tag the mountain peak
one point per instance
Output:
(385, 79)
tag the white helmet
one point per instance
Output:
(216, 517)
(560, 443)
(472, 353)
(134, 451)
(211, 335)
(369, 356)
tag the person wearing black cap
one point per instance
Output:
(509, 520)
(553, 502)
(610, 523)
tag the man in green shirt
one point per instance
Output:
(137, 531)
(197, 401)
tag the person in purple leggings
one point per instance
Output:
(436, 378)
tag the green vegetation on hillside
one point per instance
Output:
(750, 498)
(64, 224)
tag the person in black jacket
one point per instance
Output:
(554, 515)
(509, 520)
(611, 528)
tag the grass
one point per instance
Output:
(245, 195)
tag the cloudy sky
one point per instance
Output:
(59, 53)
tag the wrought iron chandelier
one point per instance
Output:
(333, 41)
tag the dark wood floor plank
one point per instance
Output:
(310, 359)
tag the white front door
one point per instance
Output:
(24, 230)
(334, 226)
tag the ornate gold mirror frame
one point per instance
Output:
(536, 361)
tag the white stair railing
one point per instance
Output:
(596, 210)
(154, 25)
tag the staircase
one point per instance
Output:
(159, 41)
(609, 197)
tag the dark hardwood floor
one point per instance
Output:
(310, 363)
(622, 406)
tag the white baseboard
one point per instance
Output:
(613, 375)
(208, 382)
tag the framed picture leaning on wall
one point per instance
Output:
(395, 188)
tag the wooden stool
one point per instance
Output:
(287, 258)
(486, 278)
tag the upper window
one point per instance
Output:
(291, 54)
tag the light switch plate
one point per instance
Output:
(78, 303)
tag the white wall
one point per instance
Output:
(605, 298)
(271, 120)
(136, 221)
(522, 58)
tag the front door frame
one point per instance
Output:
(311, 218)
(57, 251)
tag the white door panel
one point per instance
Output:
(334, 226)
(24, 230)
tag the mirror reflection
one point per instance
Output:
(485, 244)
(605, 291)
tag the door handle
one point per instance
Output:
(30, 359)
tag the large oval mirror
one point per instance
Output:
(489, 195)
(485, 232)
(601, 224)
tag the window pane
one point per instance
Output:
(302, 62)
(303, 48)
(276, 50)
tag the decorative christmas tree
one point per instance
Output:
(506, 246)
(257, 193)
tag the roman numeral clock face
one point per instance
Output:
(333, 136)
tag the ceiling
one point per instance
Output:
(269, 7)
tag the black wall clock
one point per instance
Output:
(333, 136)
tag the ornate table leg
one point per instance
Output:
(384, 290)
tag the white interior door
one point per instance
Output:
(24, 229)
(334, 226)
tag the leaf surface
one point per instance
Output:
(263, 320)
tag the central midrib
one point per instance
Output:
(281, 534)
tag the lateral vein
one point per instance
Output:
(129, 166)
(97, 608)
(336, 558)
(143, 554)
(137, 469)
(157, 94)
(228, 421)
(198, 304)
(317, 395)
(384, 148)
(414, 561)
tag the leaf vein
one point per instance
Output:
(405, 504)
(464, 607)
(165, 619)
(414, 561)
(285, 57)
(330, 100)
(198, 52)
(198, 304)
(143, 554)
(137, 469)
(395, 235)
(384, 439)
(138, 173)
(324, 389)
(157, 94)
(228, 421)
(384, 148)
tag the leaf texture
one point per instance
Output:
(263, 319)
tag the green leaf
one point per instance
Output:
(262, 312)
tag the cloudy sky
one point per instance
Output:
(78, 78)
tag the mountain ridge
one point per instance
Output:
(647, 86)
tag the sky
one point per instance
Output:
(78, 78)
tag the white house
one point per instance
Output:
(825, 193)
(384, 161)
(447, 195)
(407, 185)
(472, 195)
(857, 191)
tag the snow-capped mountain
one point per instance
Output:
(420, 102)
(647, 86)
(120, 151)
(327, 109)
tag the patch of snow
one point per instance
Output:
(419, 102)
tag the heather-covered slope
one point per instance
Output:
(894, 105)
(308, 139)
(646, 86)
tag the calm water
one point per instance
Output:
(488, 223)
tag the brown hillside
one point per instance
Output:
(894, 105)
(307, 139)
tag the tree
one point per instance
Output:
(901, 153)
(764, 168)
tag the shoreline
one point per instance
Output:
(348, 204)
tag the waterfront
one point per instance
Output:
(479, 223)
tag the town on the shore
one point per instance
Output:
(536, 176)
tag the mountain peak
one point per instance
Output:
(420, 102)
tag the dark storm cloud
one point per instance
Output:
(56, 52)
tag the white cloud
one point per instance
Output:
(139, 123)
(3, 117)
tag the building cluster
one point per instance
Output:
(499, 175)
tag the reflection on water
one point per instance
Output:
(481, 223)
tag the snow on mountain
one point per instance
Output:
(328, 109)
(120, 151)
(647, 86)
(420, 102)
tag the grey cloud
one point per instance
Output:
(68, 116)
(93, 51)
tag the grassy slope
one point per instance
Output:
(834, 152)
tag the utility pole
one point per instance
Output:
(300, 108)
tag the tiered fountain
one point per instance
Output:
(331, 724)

= EXERCISE =
Nothing but the lines from the line with "tag the leaf surface" to the last line of the listing above should appear; please retype them exactly, both ends included.

= SOLUTION TO THIS TASK =
tag the leaf surface
one point per instance
Output:
(263, 320)
tag the central midrib
one point per instance
Output:
(281, 534)
tag the lateral vein
one point per instance
Output:
(129, 166)
(97, 608)
(336, 558)
(143, 554)
(137, 469)
(157, 94)
(228, 421)
(198, 304)
(317, 395)
(384, 148)
(414, 561)
tag the leaf vein
one point per instance
Output:
(405, 504)
(464, 607)
(165, 619)
(414, 561)
(285, 57)
(330, 100)
(198, 52)
(198, 304)
(143, 554)
(137, 469)
(395, 235)
(384, 439)
(138, 173)
(324, 389)
(157, 94)
(228, 421)
(384, 148)
tag the leaf texture
one point per instance
Output:
(263, 319)
tag the green leaf
one point per instance
Output:
(262, 312)
tag the cloudy sky
one point per instance
Output:
(78, 78)
tag the mountain ridge
one point per instance
Output:
(647, 86)
tag the sky
one point per instance
Output:
(78, 78)
tag the white house
one point per instance
Output:
(825, 193)
(384, 161)
(447, 195)
(407, 185)
(472, 195)
(857, 191)
tag the snow-capped mountain
one point per instance
Output:
(420, 102)
(647, 86)
(120, 151)
(327, 109)
tag the patch of snow
one point per instance
Output:
(419, 102)
tag the heather-covered slope
one point per instance
Output:
(894, 105)
(308, 139)
(646, 86)
tag the calm water
one point per instance
Output:
(488, 223)
tag the brown hillside
one point per instance
Output:
(894, 105)
(307, 139)
tag the tree
one point per instance
Output:
(901, 153)
(764, 168)
tag the shoreline
one point per instance
Output:
(348, 204)
tag the waterfront
one point per instance
Output:
(479, 223)
tag the town on the shore
one point per instance
Output:
(536, 176)
tag the mountain peak
one point per instance
Output:
(420, 102)
tag the dark storm cloud
one point per instance
Output:
(56, 52)
tag the white cloud
one point per instance
Output:
(139, 123)
(3, 117)
tag the building cluster
one point per instance
Output:
(499, 175)
tag the reflection on water
one point per instance
Output:
(481, 223)
tag the snow on mountain
one point per instance
Output:
(328, 109)
(120, 151)
(647, 86)
(420, 102)
tag the grey cloud
one point per instance
Output:
(68, 116)
(93, 51)
tag the grassy slope
one point per instance
Output:
(834, 152)
tag the utility pole
one point per instance
Output:
(300, 108)
tag the tiered fountain
one point per instance
Output:
(331, 724)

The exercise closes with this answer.